Content starts

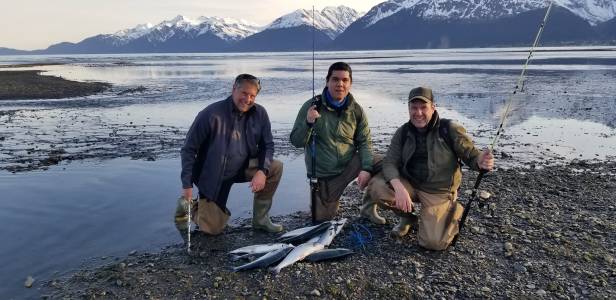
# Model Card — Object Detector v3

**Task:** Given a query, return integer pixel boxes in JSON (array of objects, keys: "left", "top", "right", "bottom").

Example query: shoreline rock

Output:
[{"left": 45, "top": 161, "right": 616, "bottom": 299}]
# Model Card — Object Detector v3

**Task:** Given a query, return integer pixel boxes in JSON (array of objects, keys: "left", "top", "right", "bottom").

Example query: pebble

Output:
[
  {"left": 504, "top": 242, "right": 513, "bottom": 251},
  {"left": 604, "top": 255, "right": 614, "bottom": 264},
  {"left": 129, "top": 250, "right": 137, "bottom": 255},
  {"left": 481, "top": 287, "right": 491, "bottom": 293},
  {"left": 479, "top": 190, "right": 492, "bottom": 200},
  {"left": 309, "top": 289, "right": 321, "bottom": 296},
  {"left": 215, "top": 276, "right": 223, "bottom": 281},
  {"left": 537, "top": 289, "right": 547, "bottom": 297},
  {"left": 24, "top": 276, "right": 35, "bottom": 288},
  {"left": 513, "top": 263, "right": 527, "bottom": 273}
]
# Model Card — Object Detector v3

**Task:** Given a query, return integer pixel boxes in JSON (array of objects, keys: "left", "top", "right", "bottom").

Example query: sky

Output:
[{"left": 1, "top": 0, "right": 386, "bottom": 50}]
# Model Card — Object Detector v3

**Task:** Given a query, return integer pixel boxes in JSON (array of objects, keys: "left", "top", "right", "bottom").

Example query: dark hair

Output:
[
  {"left": 233, "top": 73, "right": 261, "bottom": 93},
  {"left": 326, "top": 62, "right": 352, "bottom": 82}
]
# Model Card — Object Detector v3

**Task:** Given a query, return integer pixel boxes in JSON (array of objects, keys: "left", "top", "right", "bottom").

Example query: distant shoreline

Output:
[{"left": 0, "top": 69, "right": 110, "bottom": 100}]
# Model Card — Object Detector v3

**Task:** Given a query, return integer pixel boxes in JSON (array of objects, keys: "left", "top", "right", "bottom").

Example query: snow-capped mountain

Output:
[
  {"left": 558, "top": 0, "right": 616, "bottom": 25},
  {"left": 266, "top": 6, "right": 361, "bottom": 39},
  {"left": 230, "top": 6, "right": 361, "bottom": 52},
  {"left": 110, "top": 15, "right": 260, "bottom": 45},
  {"left": 37, "top": 15, "right": 261, "bottom": 54},
  {"left": 334, "top": 0, "right": 616, "bottom": 50},
  {"left": 1, "top": 1, "right": 614, "bottom": 55},
  {"left": 359, "top": 0, "right": 616, "bottom": 28}
]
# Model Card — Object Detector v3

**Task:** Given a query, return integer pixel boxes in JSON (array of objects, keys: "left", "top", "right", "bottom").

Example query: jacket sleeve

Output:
[
  {"left": 180, "top": 109, "right": 210, "bottom": 189},
  {"left": 257, "top": 108, "right": 274, "bottom": 174},
  {"left": 449, "top": 121, "right": 482, "bottom": 171},
  {"left": 290, "top": 99, "right": 314, "bottom": 148},
  {"left": 354, "top": 105, "right": 374, "bottom": 172},
  {"left": 382, "top": 125, "right": 406, "bottom": 182}
]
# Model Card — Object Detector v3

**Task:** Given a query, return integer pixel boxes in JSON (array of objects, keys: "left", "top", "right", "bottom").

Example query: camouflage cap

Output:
[{"left": 408, "top": 87, "right": 434, "bottom": 104}]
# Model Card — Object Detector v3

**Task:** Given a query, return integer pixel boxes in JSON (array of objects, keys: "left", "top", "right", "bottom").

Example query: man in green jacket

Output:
[
  {"left": 365, "top": 86, "right": 494, "bottom": 250},
  {"left": 290, "top": 62, "right": 382, "bottom": 223}
]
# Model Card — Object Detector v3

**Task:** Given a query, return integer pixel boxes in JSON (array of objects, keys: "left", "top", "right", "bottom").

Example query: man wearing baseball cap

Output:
[{"left": 363, "top": 86, "right": 494, "bottom": 250}]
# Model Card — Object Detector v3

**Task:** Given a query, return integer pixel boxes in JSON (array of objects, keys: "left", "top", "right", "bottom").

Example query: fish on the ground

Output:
[
  {"left": 229, "top": 243, "right": 293, "bottom": 256},
  {"left": 278, "top": 223, "right": 322, "bottom": 239},
  {"left": 317, "top": 218, "right": 347, "bottom": 247},
  {"left": 233, "top": 246, "right": 294, "bottom": 272},
  {"left": 304, "top": 248, "right": 354, "bottom": 262},
  {"left": 270, "top": 241, "right": 325, "bottom": 274},
  {"left": 278, "top": 221, "right": 331, "bottom": 243}
]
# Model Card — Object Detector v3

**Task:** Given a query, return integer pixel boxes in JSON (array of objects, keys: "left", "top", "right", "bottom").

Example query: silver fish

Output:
[
  {"left": 233, "top": 246, "right": 294, "bottom": 272},
  {"left": 317, "top": 218, "right": 347, "bottom": 247},
  {"left": 270, "top": 241, "right": 325, "bottom": 274},
  {"left": 305, "top": 248, "right": 354, "bottom": 262},
  {"left": 278, "top": 221, "right": 331, "bottom": 243},
  {"left": 229, "top": 243, "right": 293, "bottom": 255},
  {"left": 278, "top": 223, "right": 321, "bottom": 239}
]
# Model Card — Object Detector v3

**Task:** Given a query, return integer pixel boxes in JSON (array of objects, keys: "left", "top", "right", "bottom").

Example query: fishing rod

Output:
[
  {"left": 187, "top": 196, "right": 191, "bottom": 253},
  {"left": 452, "top": 0, "right": 554, "bottom": 246},
  {"left": 309, "top": 5, "right": 319, "bottom": 224}
]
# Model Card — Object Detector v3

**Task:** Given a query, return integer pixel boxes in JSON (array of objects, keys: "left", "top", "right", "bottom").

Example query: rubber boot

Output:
[
  {"left": 359, "top": 194, "right": 386, "bottom": 225},
  {"left": 174, "top": 196, "right": 189, "bottom": 222},
  {"left": 391, "top": 215, "right": 414, "bottom": 237},
  {"left": 252, "top": 198, "right": 283, "bottom": 233}
]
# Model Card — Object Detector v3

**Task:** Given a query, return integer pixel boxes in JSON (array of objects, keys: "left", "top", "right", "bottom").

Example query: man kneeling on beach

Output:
[
  {"left": 365, "top": 87, "right": 494, "bottom": 250},
  {"left": 179, "top": 74, "right": 283, "bottom": 234}
]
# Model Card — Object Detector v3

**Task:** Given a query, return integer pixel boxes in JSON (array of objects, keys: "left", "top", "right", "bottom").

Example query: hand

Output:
[
  {"left": 250, "top": 170, "right": 267, "bottom": 193},
  {"left": 391, "top": 179, "right": 412, "bottom": 213},
  {"left": 306, "top": 105, "right": 321, "bottom": 124},
  {"left": 183, "top": 188, "right": 193, "bottom": 203},
  {"left": 478, "top": 149, "right": 495, "bottom": 171},
  {"left": 357, "top": 170, "right": 372, "bottom": 191}
]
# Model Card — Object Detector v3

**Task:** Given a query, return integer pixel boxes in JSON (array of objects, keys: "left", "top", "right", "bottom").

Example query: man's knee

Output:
[
  {"left": 366, "top": 173, "right": 393, "bottom": 201},
  {"left": 268, "top": 159, "right": 283, "bottom": 180}
]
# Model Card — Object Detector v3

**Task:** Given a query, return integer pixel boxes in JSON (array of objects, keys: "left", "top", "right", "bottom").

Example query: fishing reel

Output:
[{"left": 311, "top": 97, "right": 322, "bottom": 111}]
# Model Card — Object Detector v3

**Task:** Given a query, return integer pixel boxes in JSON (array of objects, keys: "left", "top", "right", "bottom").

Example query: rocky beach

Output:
[{"left": 43, "top": 159, "right": 616, "bottom": 299}]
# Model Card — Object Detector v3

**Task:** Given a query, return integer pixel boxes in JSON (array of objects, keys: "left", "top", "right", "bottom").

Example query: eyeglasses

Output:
[{"left": 234, "top": 74, "right": 261, "bottom": 92}]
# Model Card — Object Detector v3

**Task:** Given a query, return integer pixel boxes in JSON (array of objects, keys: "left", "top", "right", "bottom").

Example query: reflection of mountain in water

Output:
[{"left": 433, "top": 70, "right": 616, "bottom": 129}]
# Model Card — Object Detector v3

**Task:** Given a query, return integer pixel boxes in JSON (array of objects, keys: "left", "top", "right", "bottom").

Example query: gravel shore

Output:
[{"left": 46, "top": 160, "right": 616, "bottom": 299}]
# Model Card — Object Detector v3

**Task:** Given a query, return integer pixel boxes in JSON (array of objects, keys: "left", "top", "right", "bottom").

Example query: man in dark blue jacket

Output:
[{"left": 180, "top": 74, "right": 283, "bottom": 234}]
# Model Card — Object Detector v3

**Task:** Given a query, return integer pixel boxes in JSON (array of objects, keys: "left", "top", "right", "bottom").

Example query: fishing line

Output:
[
  {"left": 349, "top": 223, "right": 373, "bottom": 251},
  {"left": 453, "top": 0, "right": 554, "bottom": 246}
]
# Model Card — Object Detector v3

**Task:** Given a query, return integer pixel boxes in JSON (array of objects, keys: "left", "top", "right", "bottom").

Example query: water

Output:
[{"left": 1, "top": 47, "right": 616, "bottom": 297}]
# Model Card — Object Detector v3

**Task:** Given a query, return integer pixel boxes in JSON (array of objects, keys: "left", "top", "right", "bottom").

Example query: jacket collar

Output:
[{"left": 320, "top": 87, "right": 354, "bottom": 111}]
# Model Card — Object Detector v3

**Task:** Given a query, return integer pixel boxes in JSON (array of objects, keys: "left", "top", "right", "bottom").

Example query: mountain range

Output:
[{"left": 1, "top": 1, "right": 615, "bottom": 55}]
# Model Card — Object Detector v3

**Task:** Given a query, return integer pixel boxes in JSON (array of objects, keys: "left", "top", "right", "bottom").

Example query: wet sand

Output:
[
  {"left": 0, "top": 70, "right": 110, "bottom": 100},
  {"left": 43, "top": 160, "right": 616, "bottom": 299}
]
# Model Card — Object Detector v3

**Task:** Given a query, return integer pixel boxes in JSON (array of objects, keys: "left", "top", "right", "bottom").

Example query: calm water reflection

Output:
[{"left": 1, "top": 47, "right": 616, "bottom": 297}]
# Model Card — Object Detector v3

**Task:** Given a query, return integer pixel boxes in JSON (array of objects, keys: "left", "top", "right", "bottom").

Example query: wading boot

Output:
[
  {"left": 174, "top": 196, "right": 189, "bottom": 222},
  {"left": 359, "top": 194, "right": 386, "bottom": 225},
  {"left": 252, "top": 198, "right": 283, "bottom": 233},
  {"left": 391, "top": 214, "right": 414, "bottom": 238}
]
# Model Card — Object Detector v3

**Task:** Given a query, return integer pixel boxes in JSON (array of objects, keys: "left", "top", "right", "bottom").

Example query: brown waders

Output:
[
  {"left": 366, "top": 173, "right": 464, "bottom": 250},
  {"left": 312, "top": 154, "right": 384, "bottom": 223},
  {"left": 191, "top": 159, "right": 284, "bottom": 234}
]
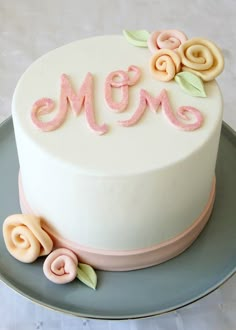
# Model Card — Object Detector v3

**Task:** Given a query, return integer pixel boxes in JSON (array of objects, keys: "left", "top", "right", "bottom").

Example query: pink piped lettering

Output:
[
  {"left": 118, "top": 89, "right": 203, "bottom": 131},
  {"left": 31, "top": 68, "right": 204, "bottom": 135},
  {"left": 31, "top": 73, "right": 108, "bottom": 135},
  {"left": 105, "top": 65, "right": 141, "bottom": 112}
]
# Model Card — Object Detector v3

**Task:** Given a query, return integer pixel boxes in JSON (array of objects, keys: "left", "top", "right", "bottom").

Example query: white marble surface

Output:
[{"left": 0, "top": 0, "right": 235, "bottom": 329}]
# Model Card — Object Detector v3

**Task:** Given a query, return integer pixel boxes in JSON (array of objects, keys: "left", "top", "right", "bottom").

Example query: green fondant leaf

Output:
[
  {"left": 175, "top": 72, "right": 207, "bottom": 97},
  {"left": 123, "top": 29, "right": 150, "bottom": 47},
  {"left": 77, "top": 263, "right": 97, "bottom": 290}
]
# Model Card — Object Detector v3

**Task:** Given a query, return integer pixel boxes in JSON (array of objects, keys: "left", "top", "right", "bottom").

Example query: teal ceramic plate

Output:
[{"left": 0, "top": 118, "right": 236, "bottom": 320}]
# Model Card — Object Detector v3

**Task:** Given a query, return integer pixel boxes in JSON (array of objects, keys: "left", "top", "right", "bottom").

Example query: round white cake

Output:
[{"left": 11, "top": 33, "right": 223, "bottom": 270}]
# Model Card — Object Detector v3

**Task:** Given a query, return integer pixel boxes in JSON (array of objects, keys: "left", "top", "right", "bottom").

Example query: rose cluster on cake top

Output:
[{"left": 123, "top": 29, "right": 224, "bottom": 96}]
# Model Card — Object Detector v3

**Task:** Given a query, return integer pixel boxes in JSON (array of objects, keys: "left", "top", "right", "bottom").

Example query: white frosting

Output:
[{"left": 12, "top": 35, "right": 223, "bottom": 250}]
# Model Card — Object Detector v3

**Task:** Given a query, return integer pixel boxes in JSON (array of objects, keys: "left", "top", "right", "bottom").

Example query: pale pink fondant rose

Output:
[
  {"left": 148, "top": 30, "right": 187, "bottom": 54},
  {"left": 150, "top": 49, "right": 181, "bottom": 81},
  {"left": 43, "top": 248, "right": 78, "bottom": 284},
  {"left": 178, "top": 38, "right": 224, "bottom": 81},
  {"left": 3, "top": 214, "right": 53, "bottom": 263}
]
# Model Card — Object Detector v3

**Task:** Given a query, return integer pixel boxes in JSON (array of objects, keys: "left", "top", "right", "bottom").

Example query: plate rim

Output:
[{"left": 0, "top": 264, "right": 235, "bottom": 320}]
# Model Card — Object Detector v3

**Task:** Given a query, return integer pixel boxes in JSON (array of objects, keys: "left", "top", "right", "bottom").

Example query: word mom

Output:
[{"left": 31, "top": 65, "right": 203, "bottom": 135}]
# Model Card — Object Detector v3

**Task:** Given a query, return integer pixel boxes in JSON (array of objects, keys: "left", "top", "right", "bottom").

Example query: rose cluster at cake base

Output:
[{"left": 2, "top": 214, "right": 97, "bottom": 289}]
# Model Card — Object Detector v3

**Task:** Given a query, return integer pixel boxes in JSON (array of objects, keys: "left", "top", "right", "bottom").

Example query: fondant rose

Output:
[
  {"left": 178, "top": 38, "right": 224, "bottom": 81},
  {"left": 43, "top": 248, "right": 78, "bottom": 284},
  {"left": 3, "top": 214, "right": 53, "bottom": 263},
  {"left": 148, "top": 30, "right": 187, "bottom": 54},
  {"left": 150, "top": 49, "right": 181, "bottom": 82}
]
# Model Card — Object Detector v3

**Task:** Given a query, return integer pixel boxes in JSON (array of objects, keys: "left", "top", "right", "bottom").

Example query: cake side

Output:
[
  {"left": 14, "top": 118, "right": 221, "bottom": 250},
  {"left": 18, "top": 175, "right": 216, "bottom": 271}
]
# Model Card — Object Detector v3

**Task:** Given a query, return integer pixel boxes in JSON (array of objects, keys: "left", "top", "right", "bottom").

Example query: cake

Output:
[{"left": 3, "top": 30, "right": 224, "bottom": 279}]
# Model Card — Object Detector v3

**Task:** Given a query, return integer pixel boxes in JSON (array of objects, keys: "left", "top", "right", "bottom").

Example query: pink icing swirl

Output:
[
  {"left": 148, "top": 30, "right": 187, "bottom": 54},
  {"left": 119, "top": 89, "right": 203, "bottom": 131},
  {"left": 43, "top": 248, "right": 78, "bottom": 284},
  {"left": 3, "top": 214, "right": 53, "bottom": 263},
  {"left": 126, "top": 65, "right": 141, "bottom": 86},
  {"left": 31, "top": 73, "right": 108, "bottom": 135},
  {"left": 105, "top": 70, "right": 129, "bottom": 112},
  {"left": 105, "top": 65, "right": 141, "bottom": 112}
]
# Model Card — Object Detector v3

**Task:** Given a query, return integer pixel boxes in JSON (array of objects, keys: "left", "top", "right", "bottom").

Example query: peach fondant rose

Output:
[
  {"left": 3, "top": 214, "right": 53, "bottom": 263},
  {"left": 43, "top": 248, "right": 78, "bottom": 284},
  {"left": 150, "top": 49, "right": 181, "bottom": 81},
  {"left": 148, "top": 30, "right": 187, "bottom": 54},
  {"left": 178, "top": 38, "right": 224, "bottom": 81}
]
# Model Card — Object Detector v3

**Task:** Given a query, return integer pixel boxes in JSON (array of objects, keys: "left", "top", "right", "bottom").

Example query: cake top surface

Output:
[{"left": 12, "top": 33, "right": 223, "bottom": 175}]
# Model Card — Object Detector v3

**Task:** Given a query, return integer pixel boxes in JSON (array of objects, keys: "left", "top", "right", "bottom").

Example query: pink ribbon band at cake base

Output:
[{"left": 19, "top": 173, "right": 216, "bottom": 271}]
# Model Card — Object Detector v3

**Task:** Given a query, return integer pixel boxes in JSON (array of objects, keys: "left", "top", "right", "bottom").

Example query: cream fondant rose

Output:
[
  {"left": 150, "top": 49, "right": 181, "bottom": 81},
  {"left": 148, "top": 30, "right": 187, "bottom": 54},
  {"left": 178, "top": 38, "right": 224, "bottom": 81},
  {"left": 43, "top": 248, "right": 78, "bottom": 284},
  {"left": 3, "top": 214, "right": 53, "bottom": 263}
]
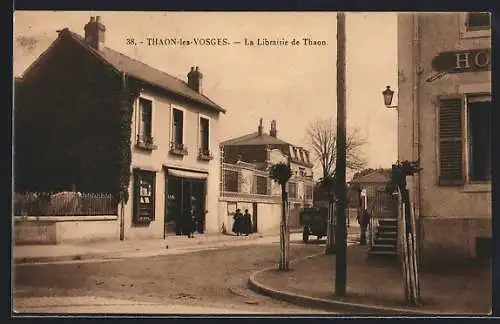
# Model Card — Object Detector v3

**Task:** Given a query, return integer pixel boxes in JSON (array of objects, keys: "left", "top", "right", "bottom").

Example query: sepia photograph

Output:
[{"left": 12, "top": 11, "right": 492, "bottom": 316}]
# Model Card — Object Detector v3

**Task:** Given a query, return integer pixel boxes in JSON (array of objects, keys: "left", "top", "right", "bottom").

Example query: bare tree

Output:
[{"left": 306, "top": 117, "right": 367, "bottom": 180}]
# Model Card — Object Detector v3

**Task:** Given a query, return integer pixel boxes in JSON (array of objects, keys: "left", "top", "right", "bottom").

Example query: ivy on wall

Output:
[{"left": 14, "top": 37, "right": 137, "bottom": 206}]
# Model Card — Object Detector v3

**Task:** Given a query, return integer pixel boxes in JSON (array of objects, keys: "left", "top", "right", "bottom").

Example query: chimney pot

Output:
[
  {"left": 84, "top": 16, "right": 106, "bottom": 50},
  {"left": 270, "top": 120, "right": 277, "bottom": 137},
  {"left": 258, "top": 118, "right": 263, "bottom": 135},
  {"left": 187, "top": 65, "right": 203, "bottom": 93}
]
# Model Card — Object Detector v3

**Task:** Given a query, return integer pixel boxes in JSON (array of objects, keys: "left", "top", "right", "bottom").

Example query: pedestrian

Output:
[
  {"left": 232, "top": 209, "right": 243, "bottom": 236},
  {"left": 358, "top": 208, "right": 371, "bottom": 245},
  {"left": 242, "top": 209, "right": 253, "bottom": 236},
  {"left": 186, "top": 205, "right": 197, "bottom": 238}
]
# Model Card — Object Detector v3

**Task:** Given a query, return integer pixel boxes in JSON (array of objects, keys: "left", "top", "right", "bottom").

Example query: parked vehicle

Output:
[{"left": 299, "top": 206, "right": 328, "bottom": 243}]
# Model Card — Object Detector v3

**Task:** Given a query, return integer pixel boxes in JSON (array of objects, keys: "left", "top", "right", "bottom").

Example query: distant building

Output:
[
  {"left": 397, "top": 12, "right": 491, "bottom": 263},
  {"left": 14, "top": 16, "right": 226, "bottom": 243},
  {"left": 219, "top": 119, "right": 314, "bottom": 233}
]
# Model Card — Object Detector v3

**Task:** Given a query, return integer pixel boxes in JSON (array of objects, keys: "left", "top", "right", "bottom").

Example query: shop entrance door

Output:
[{"left": 165, "top": 174, "right": 207, "bottom": 236}]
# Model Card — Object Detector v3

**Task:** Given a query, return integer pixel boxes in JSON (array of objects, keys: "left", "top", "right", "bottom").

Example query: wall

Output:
[
  {"left": 14, "top": 216, "right": 119, "bottom": 244},
  {"left": 218, "top": 198, "right": 282, "bottom": 234},
  {"left": 123, "top": 87, "right": 222, "bottom": 239},
  {"left": 397, "top": 12, "right": 492, "bottom": 262}
]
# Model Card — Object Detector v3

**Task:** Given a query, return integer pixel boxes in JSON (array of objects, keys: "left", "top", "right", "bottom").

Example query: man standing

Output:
[{"left": 186, "top": 205, "right": 197, "bottom": 238}]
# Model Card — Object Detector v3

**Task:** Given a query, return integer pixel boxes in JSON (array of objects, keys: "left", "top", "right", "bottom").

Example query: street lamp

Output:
[{"left": 382, "top": 86, "right": 398, "bottom": 109}]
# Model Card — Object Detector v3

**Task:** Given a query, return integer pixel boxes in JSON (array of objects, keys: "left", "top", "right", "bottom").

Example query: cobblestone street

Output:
[{"left": 14, "top": 241, "right": 328, "bottom": 314}]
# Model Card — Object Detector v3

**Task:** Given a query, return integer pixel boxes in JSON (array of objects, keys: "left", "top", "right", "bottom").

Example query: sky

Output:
[{"left": 13, "top": 11, "right": 398, "bottom": 179}]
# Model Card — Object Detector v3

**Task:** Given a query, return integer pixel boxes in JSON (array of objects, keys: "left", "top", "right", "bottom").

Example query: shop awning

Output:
[{"left": 167, "top": 169, "right": 208, "bottom": 180}]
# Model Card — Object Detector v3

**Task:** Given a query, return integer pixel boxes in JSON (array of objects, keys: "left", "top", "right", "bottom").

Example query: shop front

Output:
[{"left": 164, "top": 167, "right": 208, "bottom": 236}]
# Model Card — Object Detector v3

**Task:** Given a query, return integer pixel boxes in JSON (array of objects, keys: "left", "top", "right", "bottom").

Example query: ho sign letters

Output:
[{"left": 431, "top": 49, "right": 491, "bottom": 74}]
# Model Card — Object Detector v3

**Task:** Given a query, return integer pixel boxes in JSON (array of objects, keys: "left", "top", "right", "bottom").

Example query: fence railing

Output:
[{"left": 13, "top": 192, "right": 118, "bottom": 216}]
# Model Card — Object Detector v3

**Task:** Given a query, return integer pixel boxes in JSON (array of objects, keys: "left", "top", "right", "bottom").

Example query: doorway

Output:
[
  {"left": 252, "top": 202, "right": 258, "bottom": 233},
  {"left": 165, "top": 174, "right": 207, "bottom": 236}
]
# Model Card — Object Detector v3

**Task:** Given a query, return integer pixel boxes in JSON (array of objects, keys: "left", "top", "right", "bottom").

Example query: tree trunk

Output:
[{"left": 278, "top": 186, "right": 290, "bottom": 271}]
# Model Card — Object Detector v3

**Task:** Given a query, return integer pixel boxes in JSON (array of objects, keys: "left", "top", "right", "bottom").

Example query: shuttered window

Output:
[{"left": 438, "top": 97, "right": 464, "bottom": 185}]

Content ends

_Your objective_: The result should be every line that contains "fishing", copied from the entries.

_Solution below_:
Example query: fishing rod
Example query: fishing reel
Example query: fishing line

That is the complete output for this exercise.